[Start of Raw data]

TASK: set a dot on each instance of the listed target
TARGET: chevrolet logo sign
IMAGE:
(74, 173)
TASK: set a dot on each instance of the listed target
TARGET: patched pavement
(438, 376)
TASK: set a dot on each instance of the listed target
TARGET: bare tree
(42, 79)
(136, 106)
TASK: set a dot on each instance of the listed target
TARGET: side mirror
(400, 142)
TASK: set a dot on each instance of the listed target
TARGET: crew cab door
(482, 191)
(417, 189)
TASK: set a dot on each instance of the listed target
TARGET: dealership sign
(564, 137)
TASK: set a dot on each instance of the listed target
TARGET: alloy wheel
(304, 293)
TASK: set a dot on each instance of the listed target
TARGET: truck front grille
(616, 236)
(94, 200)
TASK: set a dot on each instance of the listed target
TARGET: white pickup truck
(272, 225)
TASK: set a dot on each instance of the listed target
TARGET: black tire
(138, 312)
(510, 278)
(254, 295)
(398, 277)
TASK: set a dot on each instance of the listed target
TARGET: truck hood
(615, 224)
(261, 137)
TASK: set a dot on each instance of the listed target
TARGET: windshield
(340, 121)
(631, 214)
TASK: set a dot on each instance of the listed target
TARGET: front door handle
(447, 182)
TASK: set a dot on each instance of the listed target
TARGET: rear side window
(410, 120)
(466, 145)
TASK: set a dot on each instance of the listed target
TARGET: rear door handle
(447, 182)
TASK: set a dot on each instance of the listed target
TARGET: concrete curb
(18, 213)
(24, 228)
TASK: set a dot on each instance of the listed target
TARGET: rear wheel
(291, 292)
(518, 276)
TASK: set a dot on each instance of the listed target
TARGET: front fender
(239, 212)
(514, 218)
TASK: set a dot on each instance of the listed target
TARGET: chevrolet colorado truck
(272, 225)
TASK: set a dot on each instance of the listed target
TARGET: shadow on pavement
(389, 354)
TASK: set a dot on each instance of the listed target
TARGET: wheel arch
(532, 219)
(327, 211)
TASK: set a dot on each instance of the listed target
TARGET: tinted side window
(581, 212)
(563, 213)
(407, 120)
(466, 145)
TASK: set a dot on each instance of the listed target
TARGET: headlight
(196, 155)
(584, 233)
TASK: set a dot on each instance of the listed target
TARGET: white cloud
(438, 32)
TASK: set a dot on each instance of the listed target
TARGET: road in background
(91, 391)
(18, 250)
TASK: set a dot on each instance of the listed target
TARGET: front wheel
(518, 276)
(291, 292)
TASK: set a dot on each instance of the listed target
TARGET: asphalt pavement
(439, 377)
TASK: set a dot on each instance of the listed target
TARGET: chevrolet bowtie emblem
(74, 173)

[End of Raw data]

**Written instruction**. Every record above needs to be repeated word for word.

**Response for this exercise**.
TASK: set a dot on each instance of the listed target
TARGET: chevrolet logo sign
IMAGE:
(74, 173)
TASK: set a dot on each instance of the listed target
TARGET: patched pavement
(438, 376)
TASK: set a dot on each instance of the listed target
TARGET: bare tree
(42, 79)
(136, 106)
TASK: set a dot on each instance of the listed target
TARGET: side mirror
(400, 142)
TASK: set a dot on each instance of the listed target
TARGET: crew cab door
(482, 191)
(417, 189)
TASK: set a dot on each instance of the listed target
TARGET: dealership sign
(564, 137)
TASK: set a dot on each instance of the listed target
TARGET: alloy wheel
(304, 293)
TASK: set a dot on each instance of the listed target
TARGET: truck front grille
(616, 236)
(94, 200)
TASK: set a dot on each instance of the listed target
TARGET: white pickup truck
(272, 225)
TASK: set a dot on each instance of the listed target
TARGET: black tire
(138, 312)
(510, 278)
(254, 295)
(398, 277)
TASK: set a dot on each instance of the listed target
TARGET: truck hood
(615, 224)
(261, 137)
TASK: set a dot on each instance of the listed target
TARGET: windshield
(340, 121)
(631, 214)
TASK: set a dot on each instance of the listed target
TARGET: front door handle
(447, 182)
TASK: set a dot on each instance of the listed target
TARGET: rear side window
(410, 120)
(466, 145)
TASK: set a dot on each instance of the listed target
TARGET: rear door handle
(447, 182)
TASK: set a dot on each instance of the listed target
TARGET: concrete curb
(18, 213)
(24, 228)
TASK: set a dot on each instance of the listed target
TARGET: rear wheel
(291, 292)
(518, 276)
TASK: set a dot on each instance of the listed target
TARGET: front fender
(239, 212)
(514, 218)
TASK: set a dot on each instance of the listed target
TARGET: chevrolet colorado truck
(272, 225)
TASK: set a dot on each instance of the listed target
TARGET: shadow on pavement
(389, 354)
TASK: set a dot on each instance of the listed target
TARGET: wheel arch
(532, 219)
(327, 211)
TASK: set a dot on each instance of the listed target
TARGET: tinted side window
(581, 212)
(563, 213)
(407, 120)
(466, 145)
TASK: set a dot on each instance of the listed target
TARGET: headlight
(196, 155)
(584, 233)
TASK: set a dot on each instance of the listed target
TARGET: white cloud
(438, 32)
TASK: set a dot on each instance of the listed target
TARGET: road in background
(91, 391)
(18, 250)
TASK: set a dot on each instance of the listed target
TARGET: front wheel
(518, 276)
(291, 292)
TASK: set a dot on each instance of the listed target
TARGET: asphalt pavement
(439, 377)
TASK: set a dot on each instance of the listed target
TARGET: chevrolet bowtie emblem
(74, 173)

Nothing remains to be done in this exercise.